▶ _TASK REQUIREMENTS_
1. The closing note of the string-to-integer edge-case walkthrough names the kinds of input that need no separate if branches. List them.
2. In the string-to-integer edge-case walkthrough, what does the algorithm return for the input "91283472332"?

▶ _QUOTED PASSAGE_

Overflow check: 4 > (2147483647 - 2) / 10? No. result = 4 * 10 + 2 = 42. Advance to i = 6.

i=6 : STOP (non-digit 'a')

Character 'a' is not a digit. Exit the loop.

RETURN

result * sign = 42 * (-1) = -42

Step 04

Edge Cases

This problem is essentially an edge-case gauntlet. Here are all the tricky inputs and what the algorithm returns for each:

"42"

→ 42

Basic case, no tricks

" -42"

→ -42

Leading whitespace + negative sign

"+1"

→ 1

Explicit positive sign

"+-12"

→ 0

Second sign is not a digit, stops

"4193 with words"

→ 4193

Stops at first non-digit

"words and 987"

→ 0

First non-space is not digit/sign

"91283472332"

→ 2147483647

Overflow: clamp to INT_MAX

"-91283472332"

→ -2147483648

Underflow: clamp to INT_MIN

"0032"

→ 32

Leading zeros are just digits

→ 0

Empty string, nothing to read

" "

→ 0

Only whitespace, no digits found

"-"

→ 0

Sign only, no digits follow

🎯

No special cases needed. The beauty of the one-pass approach is that every edge case above is handled naturally by the same three-phase loop. There are no separate if branches for empty strings, sign-only inputs, or leading zeros.

▶ _INFORMATION PROVIDED_

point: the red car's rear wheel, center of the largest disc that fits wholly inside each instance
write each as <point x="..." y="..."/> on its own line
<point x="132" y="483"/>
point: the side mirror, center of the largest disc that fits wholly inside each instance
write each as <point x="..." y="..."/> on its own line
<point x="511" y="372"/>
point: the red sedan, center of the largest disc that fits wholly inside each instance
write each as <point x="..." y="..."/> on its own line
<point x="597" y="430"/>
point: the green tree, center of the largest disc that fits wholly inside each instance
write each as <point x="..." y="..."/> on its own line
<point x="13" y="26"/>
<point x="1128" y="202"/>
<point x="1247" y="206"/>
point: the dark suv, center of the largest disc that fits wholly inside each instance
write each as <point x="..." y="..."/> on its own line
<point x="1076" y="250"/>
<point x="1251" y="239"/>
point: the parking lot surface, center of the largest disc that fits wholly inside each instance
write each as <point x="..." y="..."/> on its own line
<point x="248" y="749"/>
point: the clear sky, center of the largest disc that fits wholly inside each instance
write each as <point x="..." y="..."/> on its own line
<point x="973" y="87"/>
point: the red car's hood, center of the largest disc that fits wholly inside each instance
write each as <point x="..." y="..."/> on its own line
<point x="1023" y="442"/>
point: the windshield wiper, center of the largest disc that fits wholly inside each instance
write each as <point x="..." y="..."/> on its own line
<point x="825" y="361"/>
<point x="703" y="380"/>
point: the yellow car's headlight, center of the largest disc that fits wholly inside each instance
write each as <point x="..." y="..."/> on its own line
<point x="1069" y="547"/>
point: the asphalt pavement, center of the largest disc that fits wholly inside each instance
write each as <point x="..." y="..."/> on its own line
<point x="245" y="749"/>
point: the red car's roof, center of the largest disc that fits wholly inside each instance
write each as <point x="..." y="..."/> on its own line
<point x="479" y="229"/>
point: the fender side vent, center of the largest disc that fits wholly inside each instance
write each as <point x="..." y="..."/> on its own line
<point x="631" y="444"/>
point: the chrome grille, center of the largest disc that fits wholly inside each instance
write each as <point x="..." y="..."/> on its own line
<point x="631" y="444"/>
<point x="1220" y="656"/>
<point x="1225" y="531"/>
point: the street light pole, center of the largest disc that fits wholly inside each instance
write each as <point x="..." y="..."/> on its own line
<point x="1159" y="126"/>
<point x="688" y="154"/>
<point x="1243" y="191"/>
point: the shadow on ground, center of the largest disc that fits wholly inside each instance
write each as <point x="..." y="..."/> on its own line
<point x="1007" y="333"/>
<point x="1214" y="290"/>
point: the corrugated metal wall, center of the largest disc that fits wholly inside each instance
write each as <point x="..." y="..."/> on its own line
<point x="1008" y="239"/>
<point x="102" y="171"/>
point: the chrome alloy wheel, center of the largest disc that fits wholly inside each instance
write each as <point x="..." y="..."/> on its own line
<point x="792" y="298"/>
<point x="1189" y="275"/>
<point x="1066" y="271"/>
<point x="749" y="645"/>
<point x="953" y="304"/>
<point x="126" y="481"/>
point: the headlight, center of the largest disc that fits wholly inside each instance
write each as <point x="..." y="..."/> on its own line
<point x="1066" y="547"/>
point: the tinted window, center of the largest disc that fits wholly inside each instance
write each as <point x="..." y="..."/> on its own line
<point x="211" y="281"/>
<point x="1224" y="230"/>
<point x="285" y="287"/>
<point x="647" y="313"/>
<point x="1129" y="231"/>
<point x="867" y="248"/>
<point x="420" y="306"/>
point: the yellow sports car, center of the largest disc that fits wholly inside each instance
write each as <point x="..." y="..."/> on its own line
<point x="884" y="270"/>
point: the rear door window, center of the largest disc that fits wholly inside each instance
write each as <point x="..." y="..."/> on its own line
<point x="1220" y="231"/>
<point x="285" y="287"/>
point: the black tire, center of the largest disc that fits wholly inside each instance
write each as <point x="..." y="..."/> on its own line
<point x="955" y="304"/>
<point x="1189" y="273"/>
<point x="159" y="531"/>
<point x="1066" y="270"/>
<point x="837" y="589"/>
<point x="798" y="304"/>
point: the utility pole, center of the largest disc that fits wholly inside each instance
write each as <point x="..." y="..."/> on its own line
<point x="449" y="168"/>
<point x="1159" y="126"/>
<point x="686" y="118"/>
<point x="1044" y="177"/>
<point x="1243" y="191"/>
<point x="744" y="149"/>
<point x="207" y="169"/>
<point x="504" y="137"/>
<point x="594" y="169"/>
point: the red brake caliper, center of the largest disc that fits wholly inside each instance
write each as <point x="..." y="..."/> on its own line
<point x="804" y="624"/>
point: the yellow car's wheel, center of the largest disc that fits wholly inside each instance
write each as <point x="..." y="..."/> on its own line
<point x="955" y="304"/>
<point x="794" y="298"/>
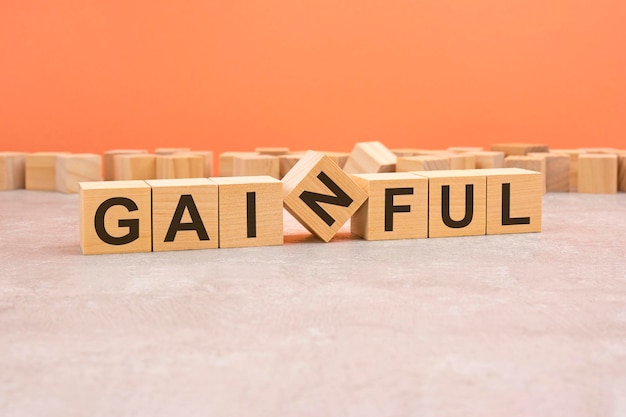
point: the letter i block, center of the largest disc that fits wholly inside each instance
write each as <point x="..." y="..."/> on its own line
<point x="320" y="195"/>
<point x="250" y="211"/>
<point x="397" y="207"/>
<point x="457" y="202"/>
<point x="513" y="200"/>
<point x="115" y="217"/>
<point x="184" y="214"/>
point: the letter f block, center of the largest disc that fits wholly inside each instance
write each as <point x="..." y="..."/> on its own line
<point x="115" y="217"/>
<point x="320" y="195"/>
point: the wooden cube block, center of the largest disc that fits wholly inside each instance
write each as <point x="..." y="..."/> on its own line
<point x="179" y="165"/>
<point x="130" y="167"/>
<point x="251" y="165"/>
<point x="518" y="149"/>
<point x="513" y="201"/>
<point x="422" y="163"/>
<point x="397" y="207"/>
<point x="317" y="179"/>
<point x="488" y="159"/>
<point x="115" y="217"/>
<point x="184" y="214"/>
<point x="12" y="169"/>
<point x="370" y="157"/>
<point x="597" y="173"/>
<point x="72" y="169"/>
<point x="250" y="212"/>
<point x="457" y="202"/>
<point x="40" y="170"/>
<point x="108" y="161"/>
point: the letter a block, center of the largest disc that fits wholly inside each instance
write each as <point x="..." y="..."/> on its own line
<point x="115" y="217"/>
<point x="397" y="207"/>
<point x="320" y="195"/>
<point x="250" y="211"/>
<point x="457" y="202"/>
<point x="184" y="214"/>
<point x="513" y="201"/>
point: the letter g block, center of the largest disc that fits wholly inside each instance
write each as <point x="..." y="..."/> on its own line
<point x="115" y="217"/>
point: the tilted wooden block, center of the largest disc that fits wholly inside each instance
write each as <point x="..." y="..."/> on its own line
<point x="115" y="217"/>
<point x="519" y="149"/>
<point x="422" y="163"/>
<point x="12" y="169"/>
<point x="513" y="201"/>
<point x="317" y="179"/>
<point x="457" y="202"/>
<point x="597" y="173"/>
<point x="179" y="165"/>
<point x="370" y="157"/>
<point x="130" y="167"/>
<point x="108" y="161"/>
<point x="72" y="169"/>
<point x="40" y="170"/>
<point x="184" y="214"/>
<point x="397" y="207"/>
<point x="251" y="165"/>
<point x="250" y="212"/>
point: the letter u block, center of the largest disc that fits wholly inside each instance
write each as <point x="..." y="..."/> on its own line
...
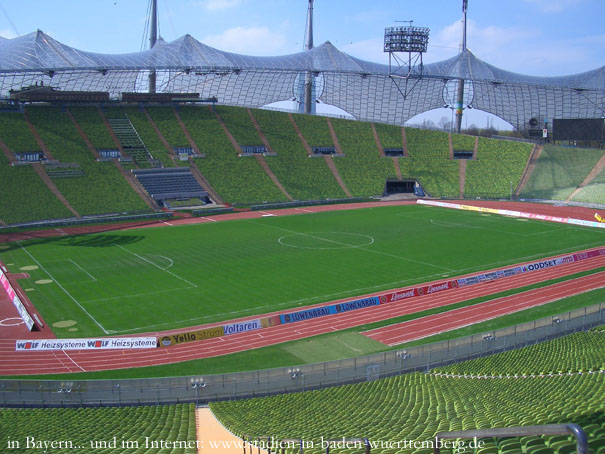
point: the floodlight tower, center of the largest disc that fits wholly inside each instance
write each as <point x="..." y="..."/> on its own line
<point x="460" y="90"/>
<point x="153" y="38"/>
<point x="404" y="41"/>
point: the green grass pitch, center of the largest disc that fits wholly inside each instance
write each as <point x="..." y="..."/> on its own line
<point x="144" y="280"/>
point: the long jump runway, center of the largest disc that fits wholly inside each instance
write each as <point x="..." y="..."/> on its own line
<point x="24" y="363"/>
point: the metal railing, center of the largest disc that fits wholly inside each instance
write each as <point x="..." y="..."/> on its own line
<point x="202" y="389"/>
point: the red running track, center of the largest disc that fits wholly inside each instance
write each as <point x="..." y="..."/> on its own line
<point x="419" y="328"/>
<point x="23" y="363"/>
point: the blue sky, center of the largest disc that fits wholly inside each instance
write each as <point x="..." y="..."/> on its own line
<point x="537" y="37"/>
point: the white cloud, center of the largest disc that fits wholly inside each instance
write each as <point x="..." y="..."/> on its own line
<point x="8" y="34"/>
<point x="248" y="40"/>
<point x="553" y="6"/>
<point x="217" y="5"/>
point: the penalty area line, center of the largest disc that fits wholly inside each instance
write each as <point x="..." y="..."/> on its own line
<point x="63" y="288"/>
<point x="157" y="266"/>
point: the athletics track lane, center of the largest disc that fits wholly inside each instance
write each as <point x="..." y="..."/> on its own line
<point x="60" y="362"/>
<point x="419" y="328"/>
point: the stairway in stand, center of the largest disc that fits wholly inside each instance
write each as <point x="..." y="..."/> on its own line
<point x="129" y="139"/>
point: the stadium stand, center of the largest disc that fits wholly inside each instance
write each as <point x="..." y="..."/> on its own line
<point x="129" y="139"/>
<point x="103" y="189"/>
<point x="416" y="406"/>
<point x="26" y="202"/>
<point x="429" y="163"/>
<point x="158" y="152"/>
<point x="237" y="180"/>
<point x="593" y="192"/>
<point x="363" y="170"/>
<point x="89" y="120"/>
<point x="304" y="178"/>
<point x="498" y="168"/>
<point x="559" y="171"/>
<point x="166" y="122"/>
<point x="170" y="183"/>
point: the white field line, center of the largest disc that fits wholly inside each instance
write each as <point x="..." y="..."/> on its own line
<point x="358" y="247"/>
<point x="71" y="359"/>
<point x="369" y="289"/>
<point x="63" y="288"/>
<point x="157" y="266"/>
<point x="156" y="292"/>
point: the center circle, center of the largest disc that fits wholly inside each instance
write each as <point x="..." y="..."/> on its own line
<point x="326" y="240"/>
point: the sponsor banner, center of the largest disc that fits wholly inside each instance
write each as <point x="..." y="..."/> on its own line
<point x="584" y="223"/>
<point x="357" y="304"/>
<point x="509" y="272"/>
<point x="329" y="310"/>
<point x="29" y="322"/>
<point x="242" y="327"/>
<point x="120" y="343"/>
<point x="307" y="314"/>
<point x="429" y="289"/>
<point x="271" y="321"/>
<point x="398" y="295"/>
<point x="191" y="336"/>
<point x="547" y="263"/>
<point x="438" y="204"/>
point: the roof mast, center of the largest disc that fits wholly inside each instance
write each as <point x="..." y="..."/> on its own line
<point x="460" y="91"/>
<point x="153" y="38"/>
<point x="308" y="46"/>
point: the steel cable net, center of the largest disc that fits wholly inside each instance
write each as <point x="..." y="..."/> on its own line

▶ _SOLUTIONS BY TASK_
1.
- Empty strings
- Sign-only inputs
- Leading zeros

2. 2147483647, because the overflow is clamped to INT_MAX.